## STATED EXERCISE
Each record below is to be reproduced without any change.

— start of DATASET ROWS —

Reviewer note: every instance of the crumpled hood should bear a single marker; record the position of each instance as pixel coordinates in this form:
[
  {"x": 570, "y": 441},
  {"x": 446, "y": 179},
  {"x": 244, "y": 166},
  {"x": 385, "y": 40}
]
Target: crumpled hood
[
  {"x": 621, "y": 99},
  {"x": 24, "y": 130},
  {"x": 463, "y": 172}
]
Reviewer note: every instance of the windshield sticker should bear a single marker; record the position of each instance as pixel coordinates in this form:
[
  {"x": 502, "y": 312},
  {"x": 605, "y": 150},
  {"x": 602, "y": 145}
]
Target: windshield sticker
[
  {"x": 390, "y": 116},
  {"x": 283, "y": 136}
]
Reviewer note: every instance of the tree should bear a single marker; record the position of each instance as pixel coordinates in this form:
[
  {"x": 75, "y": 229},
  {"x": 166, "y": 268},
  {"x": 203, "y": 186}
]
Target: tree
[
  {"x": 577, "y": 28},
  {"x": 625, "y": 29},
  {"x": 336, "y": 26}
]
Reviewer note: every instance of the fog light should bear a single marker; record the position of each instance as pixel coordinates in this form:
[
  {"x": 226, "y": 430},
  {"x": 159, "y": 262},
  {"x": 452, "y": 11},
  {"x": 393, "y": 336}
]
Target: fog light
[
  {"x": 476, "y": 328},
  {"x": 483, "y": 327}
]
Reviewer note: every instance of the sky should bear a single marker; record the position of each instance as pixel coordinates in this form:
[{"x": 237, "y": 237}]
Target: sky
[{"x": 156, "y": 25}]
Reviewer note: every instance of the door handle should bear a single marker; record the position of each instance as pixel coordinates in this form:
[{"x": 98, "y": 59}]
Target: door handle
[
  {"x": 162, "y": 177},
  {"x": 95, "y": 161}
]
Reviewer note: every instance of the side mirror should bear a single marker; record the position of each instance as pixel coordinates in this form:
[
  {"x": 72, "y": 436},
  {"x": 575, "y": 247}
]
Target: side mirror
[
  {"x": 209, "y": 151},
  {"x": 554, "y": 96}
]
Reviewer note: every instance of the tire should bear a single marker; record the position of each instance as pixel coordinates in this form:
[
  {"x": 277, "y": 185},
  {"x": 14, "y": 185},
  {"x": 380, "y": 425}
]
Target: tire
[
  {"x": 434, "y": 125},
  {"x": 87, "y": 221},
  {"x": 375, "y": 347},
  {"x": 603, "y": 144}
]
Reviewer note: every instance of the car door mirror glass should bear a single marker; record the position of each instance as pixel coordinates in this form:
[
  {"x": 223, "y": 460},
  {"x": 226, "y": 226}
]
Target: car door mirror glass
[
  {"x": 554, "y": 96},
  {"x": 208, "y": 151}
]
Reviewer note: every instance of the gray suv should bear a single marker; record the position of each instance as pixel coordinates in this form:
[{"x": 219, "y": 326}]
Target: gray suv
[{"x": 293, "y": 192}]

— end of DATASET ROWS —

## WRITTEN SOLUTION
Reviewer note: every instance of the crumpled hood should bear a single marker; record the position of each instance as pixel coordinates in this form:
[
  {"x": 570, "y": 441},
  {"x": 446, "y": 179},
  {"x": 244, "y": 166},
  {"x": 385, "y": 40}
]
Target: crumpled hood
[
  {"x": 621, "y": 99},
  {"x": 24, "y": 130},
  {"x": 463, "y": 172}
]
Reviewer note: every instance of the windshield sticker should bear a single marker; record the position of each instance as pixel coordinates in this form:
[
  {"x": 502, "y": 312},
  {"x": 605, "y": 150},
  {"x": 602, "y": 145}
]
Target: windshield sticker
[
  {"x": 390, "y": 116},
  {"x": 283, "y": 136}
]
Reviewer note: every instance of the tree should bear a single marker; record the position of each instance as pixel coordinates in this form:
[
  {"x": 75, "y": 229},
  {"x": 166, "y": 268},
  {"x": 203, "y": 186}
]
Target: tree
[
  {"x": 577, "y": 28},
  {"x": 625, "y": 29},
  {"x": 336, "y": 26}
]
Reviewer note: every instance of the fog light should bear a single marker; record the position of each instance as pixel coordinates in this form:
[
  {"x": 226, "y": 430},
  {"x": 159, "y": 262},
  {"x": 452, "y": 11},
  {"x": 393, "y": 336}
]
Target: fog light
[
  {"x": 476, "y": 328},
  {"x": 483, "y": 327}
]
Reviewer note: every instance of the sky should bear a single marker; record the position of each instance as pixel coordinates in this form:
[{"x": 237, "y": 237}]
Target: sky
[{"x": 156, "y": 25}]
Reviewer note: every instance of the door handle should bear a single marker; record the position of each instance as pixel coordinates in this form:
[{"x": 98, "y": 59}]
Target: door handle
[
  {"x": 162, "y": 177},
  {"x": 95, "y": 161}
]
Reviewer note: every instance of the side mirror should bear a single marker; record the position of each instance as pixel coordinates in this form:
[
  {"x": 72, "y": 436},
  {"x": 575, "y": 247}
]
Target: side mirror
[
  {"x": 209, "y": 151},
  {"x": 554, "y": 96}
]
Reviewer note: every instance of the tire should bear a single marker; record the position of each instance as pixel coordinates in this form:
[
  {"x": 277, "y": 185},
  {"x": 14, "y": 185},
  {"x": 380, "y": 425}
]
Target: tire
[
  {"x": 434, "y": 125},
  {"x": 87, "y": 221},
  {"x": 375, "y": 347},
  {"x": 603, "y": 144}
]
Reviewer note: every instance of the car door mirror glass should bear a single marker; record the position of each instance as pixel coordinates in this form:
[
  {"x": 223, "y": 460},
  {"x": 226, "y": 226}
]
Target: car door mirror glass
[
  {"x": 554, "y": 96},
  {"x": 208, "y": 151}
]
Reviewer note: every instance of the gray suv should bear a single marker; record the position of each instance as pixel coordinates in this form:
[{"x": 219, "y": 326}]
Target: gray suv
[{"x": 293, "y": 192}]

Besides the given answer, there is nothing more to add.